News / Yosemite Bear Information – Yosemite Gold

YOSEMITE BEAR INFORMATION

The changing seasons bring new beauty and new challenges to the park. As an example, springtime here means that the waterfalls are flowing, the meadows are turning green, the wildflowers are blooming and the wildlife is becoming active — including Yosemite’s black bears. Bear activity remains active until the late fall.

Bears and humans CAN share Yosemite but it takes important consideration. Remember, all food must be stored properly while in the park. It’s the law. Food and other scented items must be stored in a hotel room or a bear locker. Food or scented items left in your car overnight put both your car and park bears at risk. Bears WILL break into cars to obtain food. Bear resistant canisters are highly recommended, and, in most places, required in Yosemite National Park. View this Yosemite map for required canister locations.

In those few areas within Yosemite where bear canisters are not required, it is strongly recommended that you store your food in a bear canister. Otherwise, you may hang your food using the counterbalance method, carefully following all the instructions. Be prepared to stay up at night to scare away bears attempting to get your food. Bears can get hung food, even if you hang it properly. Food lockers or canisters are, by far, the most effective way to prevent bears from getting human food.

Metal food lockers are available in every campsite, most trailhead parking areas and at lodging areas with tent cabins (Curry Village, White Wolf & Tuolumne Meadows). Lockers are also available at Little Yosemite Valley and High Sierra Camp backpacker campgrounds. While a bear can smell food in a locker, the bear can’t get into the locker if it’s closed and latched properly.

Each campsite and Housekeeping Camp unit contains one food locker for your use at no charge. Additional lockers are not available, so plan to bring only the amount of food, drinks, and toiletries that will fit in one locker. In Camp 4 and at trailhead parking areas, lockers are shared: do not use a padlock. In some recent years, backcountry area near Hetch Hetchy was actually closed to camping to reduce the number of human/bear incidents and to prevent cubs from learning to seek out human food.
____________________
◆ Tasks:
1. Decide whether each statement agrees with the Yosemite bear information, answering yes or no and quoting the deciding words: (a) Metal food lockers are available in every campsite. (b) Campers may get additional lockers beyond the one provided. (c) Lockers in Camp 4 should be secured with a padlock.
2. According to the Yosemite bear information, which lodging areas with tent cabins have metal food lockers?
3. Quote the stretch of the Yosemite bear information from "In those few" through "getting human food.".

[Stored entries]
____________________
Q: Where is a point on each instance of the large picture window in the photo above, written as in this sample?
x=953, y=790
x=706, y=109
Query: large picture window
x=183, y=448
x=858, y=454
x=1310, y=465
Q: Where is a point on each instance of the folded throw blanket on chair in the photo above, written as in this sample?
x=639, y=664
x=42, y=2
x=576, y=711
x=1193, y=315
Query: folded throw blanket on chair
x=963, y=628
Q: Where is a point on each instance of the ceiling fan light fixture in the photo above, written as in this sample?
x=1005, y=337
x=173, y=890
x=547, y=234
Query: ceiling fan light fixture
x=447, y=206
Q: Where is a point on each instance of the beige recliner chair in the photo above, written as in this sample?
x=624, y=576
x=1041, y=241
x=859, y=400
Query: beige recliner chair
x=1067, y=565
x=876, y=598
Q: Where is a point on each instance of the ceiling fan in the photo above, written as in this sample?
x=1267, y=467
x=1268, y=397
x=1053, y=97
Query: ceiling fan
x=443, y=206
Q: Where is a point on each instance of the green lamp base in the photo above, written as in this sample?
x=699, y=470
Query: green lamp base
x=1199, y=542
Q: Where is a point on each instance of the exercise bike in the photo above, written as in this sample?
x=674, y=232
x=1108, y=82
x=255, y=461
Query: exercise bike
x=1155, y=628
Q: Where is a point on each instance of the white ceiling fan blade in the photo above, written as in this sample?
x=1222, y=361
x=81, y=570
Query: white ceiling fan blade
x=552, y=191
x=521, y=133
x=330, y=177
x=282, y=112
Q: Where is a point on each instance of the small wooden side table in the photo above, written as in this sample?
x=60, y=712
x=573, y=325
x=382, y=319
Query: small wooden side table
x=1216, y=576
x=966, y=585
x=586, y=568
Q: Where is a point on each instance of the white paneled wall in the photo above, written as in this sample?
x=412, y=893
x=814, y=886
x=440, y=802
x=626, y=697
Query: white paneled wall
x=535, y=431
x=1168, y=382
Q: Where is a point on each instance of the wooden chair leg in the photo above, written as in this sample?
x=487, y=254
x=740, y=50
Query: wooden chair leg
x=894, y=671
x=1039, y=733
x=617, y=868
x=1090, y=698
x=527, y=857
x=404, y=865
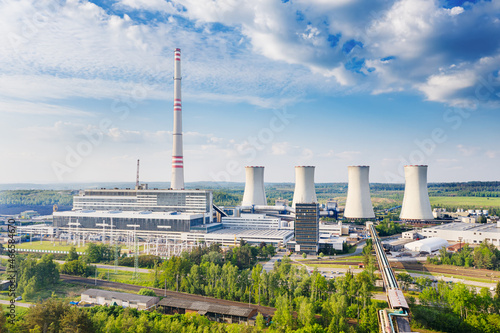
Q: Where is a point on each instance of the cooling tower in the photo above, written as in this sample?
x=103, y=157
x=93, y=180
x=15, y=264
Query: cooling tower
x=416, y=205
x=358, y=204
x=305, y=192
x=254, y=194
x=177, y=181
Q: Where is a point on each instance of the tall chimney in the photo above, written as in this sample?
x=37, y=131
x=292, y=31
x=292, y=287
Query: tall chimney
x=177, y=181
x=358, y=204
x=416, y=204
x=255, y=193
x=305, y=191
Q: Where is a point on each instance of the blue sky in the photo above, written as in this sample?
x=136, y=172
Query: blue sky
x=86, y=88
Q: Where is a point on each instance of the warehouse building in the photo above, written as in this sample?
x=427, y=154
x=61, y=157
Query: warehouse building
x=215, y=312
x=126, y=300
x=471, y=233
x=428, y=245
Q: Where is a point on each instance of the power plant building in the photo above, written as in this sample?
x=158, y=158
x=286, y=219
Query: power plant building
x=306, y=227
x=416, y=204
x=251, y=221
x=358, y=204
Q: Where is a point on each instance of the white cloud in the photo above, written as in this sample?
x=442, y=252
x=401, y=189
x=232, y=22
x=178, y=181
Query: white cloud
x=442, y=87
x=280, y=148
x=468, y=151
x=492, y=153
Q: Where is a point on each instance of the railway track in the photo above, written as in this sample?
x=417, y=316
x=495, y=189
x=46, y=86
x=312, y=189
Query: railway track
x=160, y=292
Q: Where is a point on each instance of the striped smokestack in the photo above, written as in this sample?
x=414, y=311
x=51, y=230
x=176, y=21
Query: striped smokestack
x=177, y=182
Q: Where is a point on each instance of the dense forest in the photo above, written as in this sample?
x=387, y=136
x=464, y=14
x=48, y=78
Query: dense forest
x=484, y=256
x=304, y=301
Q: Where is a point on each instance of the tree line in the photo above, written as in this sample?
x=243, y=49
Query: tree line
x=456, y=308
x=484, y=256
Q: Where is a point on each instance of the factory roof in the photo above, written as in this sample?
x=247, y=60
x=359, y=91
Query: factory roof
x=129, y=214
x=427, y=245
x=121, y=296
x=253, y=232
x=459, y=226
x=204, y=307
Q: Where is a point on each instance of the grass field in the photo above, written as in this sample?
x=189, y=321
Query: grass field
x=20, y=311
x=466, y=202
x=47, y=245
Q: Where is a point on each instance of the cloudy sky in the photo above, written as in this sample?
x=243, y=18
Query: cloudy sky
x=86, y=88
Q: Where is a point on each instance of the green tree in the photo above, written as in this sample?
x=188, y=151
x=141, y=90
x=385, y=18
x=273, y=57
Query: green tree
x=46, y=315
x=260, y=322
x=305, y=312
x=282, y=318
x=72, y=254
x=147, y=292
x=76, y=320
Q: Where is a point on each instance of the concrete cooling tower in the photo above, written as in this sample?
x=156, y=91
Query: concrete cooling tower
x=305, y=191
x=416, y=205
x=358, y=204
x=255, y=193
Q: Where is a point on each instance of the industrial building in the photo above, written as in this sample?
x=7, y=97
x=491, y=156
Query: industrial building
x=252, y=221
x=428, y=245
x=216, y=312
x=307, y=227
x=416, y=204
x=358, y=203
x=126, y=300
x=471, y=233
x=185, y=201
x=233, y=236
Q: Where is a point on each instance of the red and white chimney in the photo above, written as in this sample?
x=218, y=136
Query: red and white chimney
x=177, y=181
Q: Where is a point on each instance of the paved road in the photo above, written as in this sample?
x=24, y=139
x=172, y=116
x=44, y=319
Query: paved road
x=438, y=276
x=23, y=305
x=268, y=266
x=111, y=267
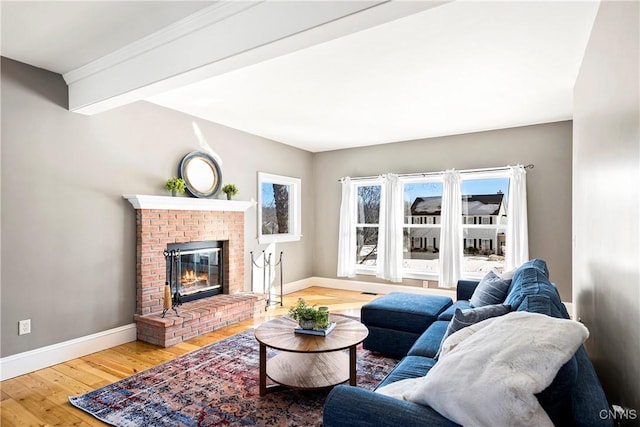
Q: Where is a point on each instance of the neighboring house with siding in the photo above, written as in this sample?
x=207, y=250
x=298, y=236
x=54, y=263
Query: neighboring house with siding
x=484, y=217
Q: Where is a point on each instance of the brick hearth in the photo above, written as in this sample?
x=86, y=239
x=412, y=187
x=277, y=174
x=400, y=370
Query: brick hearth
x=184, y=221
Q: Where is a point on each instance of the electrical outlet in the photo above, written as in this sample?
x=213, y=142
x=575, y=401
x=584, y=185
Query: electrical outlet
x=24, y=327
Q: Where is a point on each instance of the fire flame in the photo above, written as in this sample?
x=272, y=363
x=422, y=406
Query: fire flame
x=189, y=277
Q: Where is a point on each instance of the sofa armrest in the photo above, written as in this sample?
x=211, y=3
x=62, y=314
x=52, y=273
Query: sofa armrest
x=354, y=406
x=465, y=289
x=590, y=406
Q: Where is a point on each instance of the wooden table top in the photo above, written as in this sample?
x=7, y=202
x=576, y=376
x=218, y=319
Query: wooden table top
x=278, y=333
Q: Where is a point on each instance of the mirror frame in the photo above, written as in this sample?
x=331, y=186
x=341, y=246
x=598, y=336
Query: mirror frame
x=183, y=170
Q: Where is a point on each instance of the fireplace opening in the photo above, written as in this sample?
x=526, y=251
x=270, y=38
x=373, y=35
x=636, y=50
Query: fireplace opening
x=198, y=270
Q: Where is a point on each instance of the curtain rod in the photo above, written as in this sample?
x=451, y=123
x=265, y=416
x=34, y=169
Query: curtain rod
x=417, y=174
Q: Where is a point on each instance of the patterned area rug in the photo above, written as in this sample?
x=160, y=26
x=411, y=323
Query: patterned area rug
x=215, y=385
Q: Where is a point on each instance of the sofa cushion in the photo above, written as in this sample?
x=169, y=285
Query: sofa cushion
x=491, y=290
x=429, y=342
x=403, y=311
x=532, y=281
x=409, y=367
x=536, y=263
x=536, y=347
x=449, y=312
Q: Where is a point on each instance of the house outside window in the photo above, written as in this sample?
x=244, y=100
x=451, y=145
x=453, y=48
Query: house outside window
x=367, y=226
x=484, y=223
x=422, y=207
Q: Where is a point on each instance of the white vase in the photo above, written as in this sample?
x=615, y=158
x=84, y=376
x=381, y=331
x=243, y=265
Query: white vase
x=307, y=324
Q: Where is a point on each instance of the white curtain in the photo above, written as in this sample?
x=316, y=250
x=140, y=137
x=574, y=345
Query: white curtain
x=347, y=231
x=390, y=235
x=450, y=231
x=517, y=229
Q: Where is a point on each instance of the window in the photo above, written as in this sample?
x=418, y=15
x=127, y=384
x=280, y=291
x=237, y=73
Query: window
x=415, y=235
x=422, y=209
x=368, y=214
x=279, y=213
x=484, y=222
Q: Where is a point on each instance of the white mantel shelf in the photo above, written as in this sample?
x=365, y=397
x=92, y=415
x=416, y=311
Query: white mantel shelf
x=187, y=203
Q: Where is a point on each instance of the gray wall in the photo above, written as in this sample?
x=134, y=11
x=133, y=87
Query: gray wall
x=68, y=236
x=606, y=170
x=547, y=146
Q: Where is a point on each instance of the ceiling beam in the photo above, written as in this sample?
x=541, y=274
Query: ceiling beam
x=218, y=39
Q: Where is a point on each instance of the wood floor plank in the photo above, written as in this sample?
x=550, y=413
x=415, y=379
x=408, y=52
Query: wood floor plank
x=41, y=398
x=13, y=414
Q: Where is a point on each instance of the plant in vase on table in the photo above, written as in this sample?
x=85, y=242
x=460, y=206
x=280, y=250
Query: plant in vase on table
x=175, y=185
x=230, y=190
x=309, y=317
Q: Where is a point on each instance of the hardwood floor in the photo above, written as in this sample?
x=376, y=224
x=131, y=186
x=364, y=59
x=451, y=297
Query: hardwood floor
x=41, y=398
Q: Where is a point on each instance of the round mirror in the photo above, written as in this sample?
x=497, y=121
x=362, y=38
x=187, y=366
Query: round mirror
x=201, y=174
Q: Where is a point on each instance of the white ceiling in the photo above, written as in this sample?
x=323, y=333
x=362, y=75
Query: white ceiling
x=461, y=67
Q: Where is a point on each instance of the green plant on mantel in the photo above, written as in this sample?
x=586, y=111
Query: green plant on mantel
x=230, y=190
x=175, y=185
x=302, y=313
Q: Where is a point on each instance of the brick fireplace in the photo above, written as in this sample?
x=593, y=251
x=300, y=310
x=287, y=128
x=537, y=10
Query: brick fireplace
x=163, y=221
____________________
◆ Final results:
1.
(a) Yes: "Metal food lockers are available in every campsite"
(b) No: "Additional lockers are not available"
(c) No: "In Camp 4 and at trailhead parking areas, lockers are shared: do not use a padlock."

2. Curry Village, White Wolf and Tuolumne Meadows.

3.
In those few areas within Yosemite where bear canisters are not required, it is strongly recommended that you store your food in a bear canister. Otherwise, you may hang your food using the counterbalance method, carefully following all the instructions. Be prepared to stay up at night to scare away bears attempting to get your food. Bears can get hung food, even if you hang it properly. Food lockers or canisters are, by far, the most effective way to prevent bears from getting human food.